Point-per-instance localization data:
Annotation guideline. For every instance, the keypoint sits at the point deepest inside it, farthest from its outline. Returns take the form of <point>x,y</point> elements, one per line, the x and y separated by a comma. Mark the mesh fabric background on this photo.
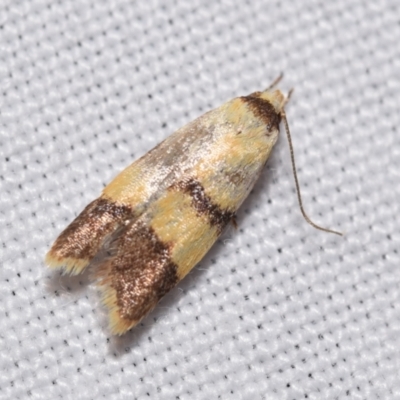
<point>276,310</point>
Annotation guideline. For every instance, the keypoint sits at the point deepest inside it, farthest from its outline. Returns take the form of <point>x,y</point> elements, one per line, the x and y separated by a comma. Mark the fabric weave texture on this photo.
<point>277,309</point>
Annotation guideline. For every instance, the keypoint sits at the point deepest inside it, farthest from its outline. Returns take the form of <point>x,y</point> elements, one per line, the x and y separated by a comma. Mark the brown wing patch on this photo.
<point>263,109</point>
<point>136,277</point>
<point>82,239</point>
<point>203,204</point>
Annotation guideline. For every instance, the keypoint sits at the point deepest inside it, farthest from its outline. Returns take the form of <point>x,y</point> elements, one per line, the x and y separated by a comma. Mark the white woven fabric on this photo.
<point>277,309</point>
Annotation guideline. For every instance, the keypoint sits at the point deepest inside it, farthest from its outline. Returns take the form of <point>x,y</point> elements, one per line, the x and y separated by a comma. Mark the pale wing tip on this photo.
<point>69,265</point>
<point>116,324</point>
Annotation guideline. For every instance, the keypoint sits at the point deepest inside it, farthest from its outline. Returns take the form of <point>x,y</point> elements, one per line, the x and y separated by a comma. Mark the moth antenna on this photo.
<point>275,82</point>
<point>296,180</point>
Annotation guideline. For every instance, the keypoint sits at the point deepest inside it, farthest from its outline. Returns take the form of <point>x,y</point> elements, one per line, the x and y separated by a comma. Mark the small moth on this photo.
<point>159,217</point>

What is being asked: Whenever a picture appears, leave it out, and return every record exactly.

Your solution:
Annotation guideline. For every instance, the keypoint sits at the point deepest inside it, farthest from its outline. Returns take the form of <point>x,y</point> elements, one per line, the x and y separated by a comma. Mark the mesh fabric background on this photo.
<point>276,310</point>
Annotation guideline. For every instance, the keypoint sits at the point deepest inside it, farthest from its outline. Returns take the form of <point>x,y</point> elements, one per line, the x and y separated by a comma. Mark the fabric weave texture on this photo.
<point>277,309</point>
Annotation guideline. For every instance, the keypoint sits at the point deepest inside it, farthest from its outline. Returns take the form of <point>x,y</point> elements, one per line, the x and y separated by a comma. Mark the brown wing patch on this photo.
<point>263,109</point>
<point>136,277</point>
<point>82,239</point>
<point>203,204</point>
Annotation guideline. For every instance, the keypoint sits at the point deepest inside it, farthest from its outline. Returns take the form of <point>x,y</point> elements, one per line, the x and y separated by a comma. Mark the white woven fabric on this photo.
<point>277,309</point>
Annotation guideline. For every instance, the keypoint sits at the point deepest inside it, farthest from its outline. Returns take the form of <point>x,y</point> elements, one per line, the x and y separated by a comma. Mark the pale wing tip on this photo.
<point>69,265</point>
<point>116,324</point>
Annotation guideline. For every instance, the keypoint sits at the point deepest inside it, farthest from its outline. Returns take the form of <point>x,y</point> elements, one per line, the x and y separated by a comma. Mark the moth antenna on this photo.
<point>275,82</point>
<point>296,180</point>
Annotation guideline. For every instance, the keypoint sits at the point deepest inside it, farthest from its outline. Returns take the form of <point>x,y</point> elements, one per line, the x and y separated by a comma. Mark the small moth on this photo.
<point>159,217</point>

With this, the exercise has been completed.